-- Job --
Copy out the lines of the data below word for word, starting at the line that contains "out the dome" and ending at the line that contains "[(126, 136), (173, 252), (340, 136)]".

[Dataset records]
§ §

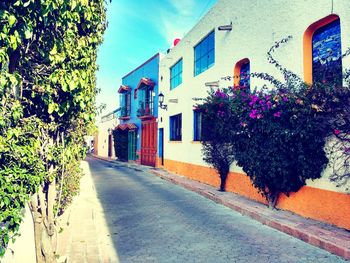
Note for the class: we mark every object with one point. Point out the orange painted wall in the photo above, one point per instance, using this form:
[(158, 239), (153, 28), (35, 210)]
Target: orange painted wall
[(323, 205)]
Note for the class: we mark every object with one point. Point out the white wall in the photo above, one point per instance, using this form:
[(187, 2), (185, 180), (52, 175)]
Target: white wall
[(257, 24), (103, 137)]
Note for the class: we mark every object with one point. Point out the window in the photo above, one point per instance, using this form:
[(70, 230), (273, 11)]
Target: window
[(242, 73), (326, 54), (175, 127), (176, 75), (204, 54), (322, 51), (197, 125), (126, 104)]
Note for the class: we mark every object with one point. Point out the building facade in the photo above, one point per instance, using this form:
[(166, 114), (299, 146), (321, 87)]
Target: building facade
[(137, 132), (103, 140), (233, 39)]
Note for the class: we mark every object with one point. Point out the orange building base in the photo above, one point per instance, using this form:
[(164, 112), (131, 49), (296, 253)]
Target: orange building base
[(323, 205)]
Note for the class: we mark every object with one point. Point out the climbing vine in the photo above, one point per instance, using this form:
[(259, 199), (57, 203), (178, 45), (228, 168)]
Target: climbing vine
[(47, 91), (288, 131)]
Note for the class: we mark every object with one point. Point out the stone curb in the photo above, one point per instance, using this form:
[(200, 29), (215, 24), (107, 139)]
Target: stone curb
[(322, 235)]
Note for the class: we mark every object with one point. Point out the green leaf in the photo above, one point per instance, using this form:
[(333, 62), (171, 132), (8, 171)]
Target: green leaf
[(12, 20), (51, 108), (28, 34)]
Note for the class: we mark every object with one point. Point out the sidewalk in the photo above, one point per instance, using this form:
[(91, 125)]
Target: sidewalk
[(85, 236), (322, 235)]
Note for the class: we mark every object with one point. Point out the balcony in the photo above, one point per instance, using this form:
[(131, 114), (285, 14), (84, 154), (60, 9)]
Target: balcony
[(124, 113), (145, 110)]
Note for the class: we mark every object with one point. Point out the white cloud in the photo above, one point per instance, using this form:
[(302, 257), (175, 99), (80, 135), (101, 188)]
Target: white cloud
[(177, 19)]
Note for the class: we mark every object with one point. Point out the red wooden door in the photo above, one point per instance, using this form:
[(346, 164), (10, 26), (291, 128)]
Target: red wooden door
[(149, 142)]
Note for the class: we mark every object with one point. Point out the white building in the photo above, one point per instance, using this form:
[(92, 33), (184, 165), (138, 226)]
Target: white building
[(103, 143), (207, 54)]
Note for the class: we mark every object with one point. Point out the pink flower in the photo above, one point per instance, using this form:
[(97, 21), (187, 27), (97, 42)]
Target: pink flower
[(277, 114)]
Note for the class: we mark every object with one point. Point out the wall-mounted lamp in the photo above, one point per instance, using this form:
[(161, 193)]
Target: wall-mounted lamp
[(225, 27), (161, 101), (212, 84)]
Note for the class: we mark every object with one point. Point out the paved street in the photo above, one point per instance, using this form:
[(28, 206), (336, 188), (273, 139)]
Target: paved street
[(151, 220)]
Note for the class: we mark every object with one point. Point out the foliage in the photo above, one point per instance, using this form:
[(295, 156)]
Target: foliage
[(288, 131), (48, 64), (21, 171), (282, 142), (217, 120)]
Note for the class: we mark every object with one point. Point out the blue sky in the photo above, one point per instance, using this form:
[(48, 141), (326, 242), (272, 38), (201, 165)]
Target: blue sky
[(137, 30)]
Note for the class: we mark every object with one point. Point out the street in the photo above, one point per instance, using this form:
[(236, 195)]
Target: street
[(152, 220)]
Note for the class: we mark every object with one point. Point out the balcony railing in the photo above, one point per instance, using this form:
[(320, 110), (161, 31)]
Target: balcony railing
[(125, 112), (145, 109)]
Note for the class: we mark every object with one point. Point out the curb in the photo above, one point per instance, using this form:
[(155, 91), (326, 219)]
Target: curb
[(330, 238)]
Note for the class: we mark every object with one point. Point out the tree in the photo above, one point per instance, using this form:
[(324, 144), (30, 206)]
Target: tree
[(48, 65), (216, 138)]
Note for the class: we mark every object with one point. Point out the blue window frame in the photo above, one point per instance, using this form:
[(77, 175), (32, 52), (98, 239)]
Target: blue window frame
[(176, 75), (326, 54), (175, 127), (204, 54), (197, 125)]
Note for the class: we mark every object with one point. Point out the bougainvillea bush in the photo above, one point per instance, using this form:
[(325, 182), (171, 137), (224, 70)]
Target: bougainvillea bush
[(285, 129), (217, 119)]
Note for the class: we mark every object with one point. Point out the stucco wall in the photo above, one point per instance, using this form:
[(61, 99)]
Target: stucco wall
[(102, 137), (256, 25), (148, 69)]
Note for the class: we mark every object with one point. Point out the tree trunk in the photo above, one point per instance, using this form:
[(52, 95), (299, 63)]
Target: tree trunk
[(222, 182), (272, 200), (41, 206), (37, 220)]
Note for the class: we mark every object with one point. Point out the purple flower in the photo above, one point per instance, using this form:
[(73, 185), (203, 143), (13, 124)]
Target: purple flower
[(269, 104), (259, 116), (253, 114), (277, 114)]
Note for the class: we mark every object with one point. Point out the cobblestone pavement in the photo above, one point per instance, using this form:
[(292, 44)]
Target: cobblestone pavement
[(85, 237), (151, 220)]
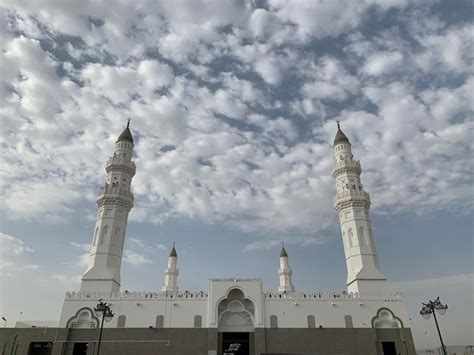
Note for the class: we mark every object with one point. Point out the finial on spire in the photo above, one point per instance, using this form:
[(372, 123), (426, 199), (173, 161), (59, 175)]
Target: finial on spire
[(173, 252), (340, 136), (283, 253)]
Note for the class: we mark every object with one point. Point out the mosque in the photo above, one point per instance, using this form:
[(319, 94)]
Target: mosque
[(234, 316)]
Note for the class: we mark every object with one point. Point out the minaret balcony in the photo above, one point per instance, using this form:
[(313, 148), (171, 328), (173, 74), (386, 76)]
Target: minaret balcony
[(117, 163), (115, 194), (346, 165), (352, 195)]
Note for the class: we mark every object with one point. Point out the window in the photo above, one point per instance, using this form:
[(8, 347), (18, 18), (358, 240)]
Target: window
[(273, 321), (350, 237), (95, 236), (197, 321), (121, 321), (103, 235), (159, 321), (348, 321), (363, 237)]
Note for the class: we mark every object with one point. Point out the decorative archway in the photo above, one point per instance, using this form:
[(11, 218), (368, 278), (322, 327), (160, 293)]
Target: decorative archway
[(385, 319), (84, 318), (236, 313)]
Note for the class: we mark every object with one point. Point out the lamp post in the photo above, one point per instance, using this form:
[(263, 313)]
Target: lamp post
[(102, 308), (429, 309)]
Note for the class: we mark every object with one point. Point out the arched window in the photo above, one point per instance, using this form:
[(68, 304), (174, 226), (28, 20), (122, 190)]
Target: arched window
[(95, 236), (121, 321), (348, 321), (350, 237), (116, 239), (159, 321), (362, 238), (371, 237), (273, 321), (103, 235), (197, 321)]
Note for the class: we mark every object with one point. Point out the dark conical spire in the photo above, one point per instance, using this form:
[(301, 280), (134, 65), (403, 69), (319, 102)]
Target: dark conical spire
[(283, 253), (340, 136), (173, 252), (126, 135)]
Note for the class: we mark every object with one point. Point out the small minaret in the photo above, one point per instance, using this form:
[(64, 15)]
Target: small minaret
[(284, 272), (114, 200), (352, 204), (171, 273)]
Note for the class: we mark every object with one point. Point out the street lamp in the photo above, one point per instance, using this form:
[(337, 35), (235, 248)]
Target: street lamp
[(103, 308), (429, 309)]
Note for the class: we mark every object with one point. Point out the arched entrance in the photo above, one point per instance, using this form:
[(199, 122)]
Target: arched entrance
[(236, 324)]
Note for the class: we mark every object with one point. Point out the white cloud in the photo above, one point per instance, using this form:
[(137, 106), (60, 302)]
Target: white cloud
[(383, 63), (135, 258), (273, 243), (12, 246), (437, 282), (13, 256), (177, 74)]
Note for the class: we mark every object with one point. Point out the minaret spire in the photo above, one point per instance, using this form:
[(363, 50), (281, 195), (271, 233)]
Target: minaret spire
[(114, 201), (284, 273), (352, 204), (171, 272)]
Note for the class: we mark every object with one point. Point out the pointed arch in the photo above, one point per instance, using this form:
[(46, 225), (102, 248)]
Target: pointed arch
[(103, 235), (363, 238), (94, 242), (350, 235)]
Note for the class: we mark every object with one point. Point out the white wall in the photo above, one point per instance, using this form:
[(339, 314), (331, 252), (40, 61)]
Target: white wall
[(329, 309)]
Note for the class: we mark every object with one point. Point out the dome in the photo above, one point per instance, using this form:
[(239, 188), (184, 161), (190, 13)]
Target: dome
[(173, 252), (283, 253), (126, 136), (340, 136)]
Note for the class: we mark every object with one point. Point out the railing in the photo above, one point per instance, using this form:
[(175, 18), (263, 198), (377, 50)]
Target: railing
[(121, 163), (346, 163), (201, 295), (140, 295), (331, 296), (109, 190), (352, 195)]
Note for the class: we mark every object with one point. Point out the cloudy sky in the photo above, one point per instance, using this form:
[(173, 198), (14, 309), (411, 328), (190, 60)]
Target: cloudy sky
[(233, 108)]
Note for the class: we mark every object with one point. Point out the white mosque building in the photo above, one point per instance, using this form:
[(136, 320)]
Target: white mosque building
[(235, 315)]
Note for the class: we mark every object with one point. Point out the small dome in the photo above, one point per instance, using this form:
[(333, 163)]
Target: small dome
[(126, 136), (173, 252), (340, 136)]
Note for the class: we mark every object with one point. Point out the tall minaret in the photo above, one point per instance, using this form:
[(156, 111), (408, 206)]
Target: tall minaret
[(352, 204), (171, 273), (114, 201), (284, 272)]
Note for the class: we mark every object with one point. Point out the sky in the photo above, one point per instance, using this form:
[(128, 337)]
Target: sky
[(233, 107)]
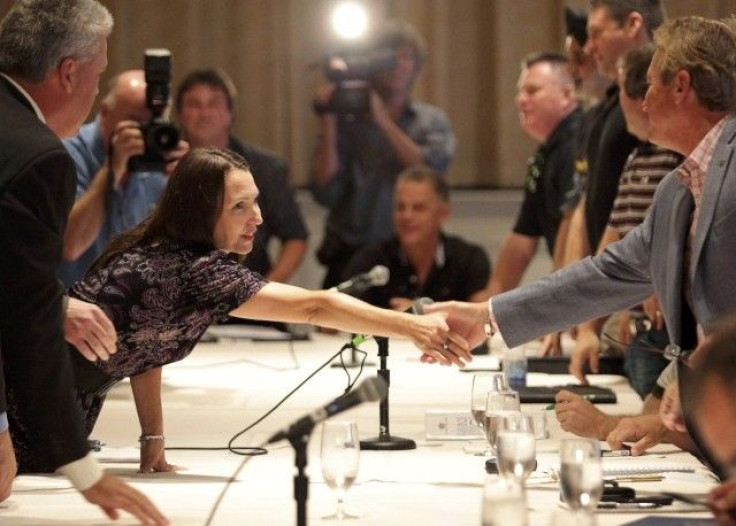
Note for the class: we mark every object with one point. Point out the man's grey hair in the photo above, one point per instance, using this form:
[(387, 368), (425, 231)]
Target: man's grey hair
[(37, 35)]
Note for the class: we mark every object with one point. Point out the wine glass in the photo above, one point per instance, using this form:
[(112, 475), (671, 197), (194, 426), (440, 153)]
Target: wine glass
[(581, 476), (340, 452), (504, 503), (516, 446), (483, 384), (498, 404)]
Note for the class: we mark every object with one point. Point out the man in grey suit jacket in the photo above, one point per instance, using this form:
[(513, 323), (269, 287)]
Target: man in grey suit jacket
[(683, 252)]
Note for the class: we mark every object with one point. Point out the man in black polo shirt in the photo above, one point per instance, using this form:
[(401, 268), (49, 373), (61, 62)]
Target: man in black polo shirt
[(422, 260), (615, 27), (549, 113)]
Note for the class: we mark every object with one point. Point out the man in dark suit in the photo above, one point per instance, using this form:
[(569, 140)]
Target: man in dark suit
[(683, 252), (41, 100)]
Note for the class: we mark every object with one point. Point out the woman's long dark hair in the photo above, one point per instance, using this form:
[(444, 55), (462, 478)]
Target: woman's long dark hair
[(189, 207)]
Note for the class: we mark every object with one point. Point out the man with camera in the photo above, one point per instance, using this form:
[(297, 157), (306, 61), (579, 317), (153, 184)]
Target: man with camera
[(361, 150), (111, 197)]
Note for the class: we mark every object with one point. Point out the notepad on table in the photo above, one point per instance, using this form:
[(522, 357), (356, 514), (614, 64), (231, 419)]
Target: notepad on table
[(613, 470)]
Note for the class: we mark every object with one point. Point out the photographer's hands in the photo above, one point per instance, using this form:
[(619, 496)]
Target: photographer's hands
[(173, 157), (126, 142)]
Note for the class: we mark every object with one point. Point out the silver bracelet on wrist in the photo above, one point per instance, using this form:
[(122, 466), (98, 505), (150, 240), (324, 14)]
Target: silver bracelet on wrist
[(146, 438)]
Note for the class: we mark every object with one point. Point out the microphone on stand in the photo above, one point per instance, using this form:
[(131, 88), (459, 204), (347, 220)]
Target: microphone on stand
[(375, 277), (370, 390)]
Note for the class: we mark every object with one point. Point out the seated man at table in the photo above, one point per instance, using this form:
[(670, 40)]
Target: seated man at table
[(681, 252), (421, 258), (709, 400)]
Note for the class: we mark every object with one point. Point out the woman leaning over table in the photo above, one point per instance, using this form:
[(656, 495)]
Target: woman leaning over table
[(164, 282)]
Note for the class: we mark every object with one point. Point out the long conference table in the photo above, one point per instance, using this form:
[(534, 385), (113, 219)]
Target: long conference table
[(225, 386)]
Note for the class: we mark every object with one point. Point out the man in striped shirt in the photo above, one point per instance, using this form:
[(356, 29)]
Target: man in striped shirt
[(643, 327)]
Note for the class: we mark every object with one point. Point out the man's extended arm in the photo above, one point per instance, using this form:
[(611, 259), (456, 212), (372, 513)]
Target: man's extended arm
[(517, 252)]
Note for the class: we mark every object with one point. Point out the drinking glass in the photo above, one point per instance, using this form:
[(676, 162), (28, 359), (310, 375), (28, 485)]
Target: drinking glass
[(483, 384), (498, 404), (504, 503), (340, 452), (581, 476), (516, 446)]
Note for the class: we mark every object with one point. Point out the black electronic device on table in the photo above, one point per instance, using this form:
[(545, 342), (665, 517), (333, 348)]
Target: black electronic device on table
[(561, 365), (546, 394)]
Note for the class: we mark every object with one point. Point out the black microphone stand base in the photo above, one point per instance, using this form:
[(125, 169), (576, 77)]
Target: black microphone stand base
[(387, 442), (351, 363)]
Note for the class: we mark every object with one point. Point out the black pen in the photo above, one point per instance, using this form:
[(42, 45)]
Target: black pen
[(627, 505)]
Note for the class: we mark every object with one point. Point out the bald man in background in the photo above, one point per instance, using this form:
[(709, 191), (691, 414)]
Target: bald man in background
[(110, 198)]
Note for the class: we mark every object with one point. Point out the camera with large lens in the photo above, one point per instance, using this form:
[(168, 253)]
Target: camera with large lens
[(159, 135), (353, 73)]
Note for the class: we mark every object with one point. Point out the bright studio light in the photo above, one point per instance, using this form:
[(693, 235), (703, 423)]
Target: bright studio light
[(350, 20)]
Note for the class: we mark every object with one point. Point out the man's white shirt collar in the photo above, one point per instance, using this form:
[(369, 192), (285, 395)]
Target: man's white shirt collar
[(23, 92)]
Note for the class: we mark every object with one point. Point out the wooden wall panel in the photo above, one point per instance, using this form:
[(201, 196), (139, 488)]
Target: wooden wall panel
[(271, 48)]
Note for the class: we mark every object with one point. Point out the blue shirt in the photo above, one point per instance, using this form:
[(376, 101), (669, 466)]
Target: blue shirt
[(360, 195), (125, 207)]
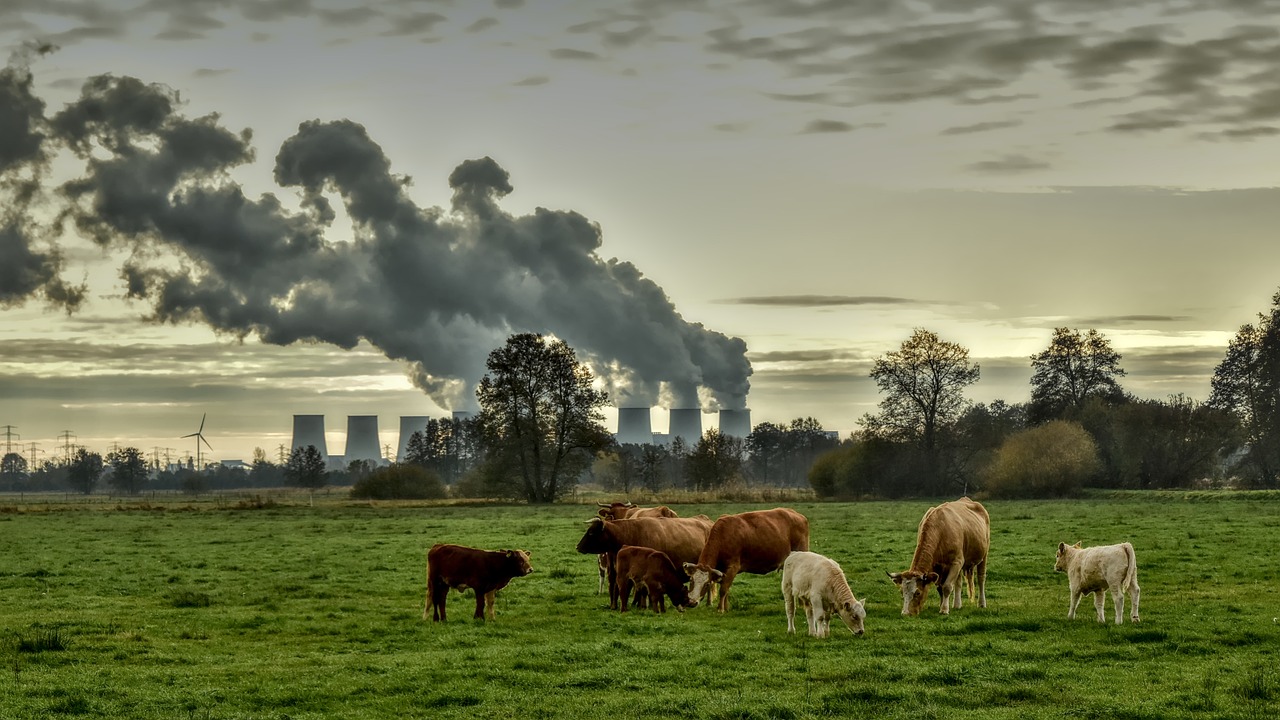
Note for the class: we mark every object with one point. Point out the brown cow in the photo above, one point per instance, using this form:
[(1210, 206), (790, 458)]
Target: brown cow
[(650, 572), (621, 511), (681, 538), (460, 568), (753, 542), (950, 550)]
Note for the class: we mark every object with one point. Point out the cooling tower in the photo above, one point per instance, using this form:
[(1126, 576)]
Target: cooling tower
[(634, 425), (309, 429), (410, 424), (736, 423), (362, 441), (686, 423)]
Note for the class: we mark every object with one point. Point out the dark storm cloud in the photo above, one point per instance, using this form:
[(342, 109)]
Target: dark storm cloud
[(434, 287)]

§ §

-- Full response --
Note for the class: we mark every object with one point. Point out the dome in the photo above, one point per instance, using this form:
[(239, 188), (184, 161), (190, 13)]
Target: dome
[(173, 252), (283, 253), (126, 136), (340, 136)]
Note for the class: we mark every object with one point. Point out the railing in the photo above, one point per instance, using this form:
[(175, 18), (263, 198), (377, 50)]
Target: railing
[(121, 163), (346, 163), (201, 295), (140, 295), (331, 296), (109, 190), (352, 195)]
Note for the class: we mark every object with one point. Point out the cloudy sky in the photo above, one point per instance, using this form:
[(173, 198), (14, 309), (411, 328), (190, 60)]
Target: cloudy sky
[(233, 108)]
Note for the class: we mark every object with one point. Point out the white mosque building in the photo above, one point per instance, using this form:
[(136, 320)]
Target: white mosque building
[(235, 315)]
Note for the class: we mark every object with one point. Point out the small dome in the photo above, one point per instance, using this form:
[(333, 163)]
Target: small dome
[(126, 136), (173, 252), (340, 136)]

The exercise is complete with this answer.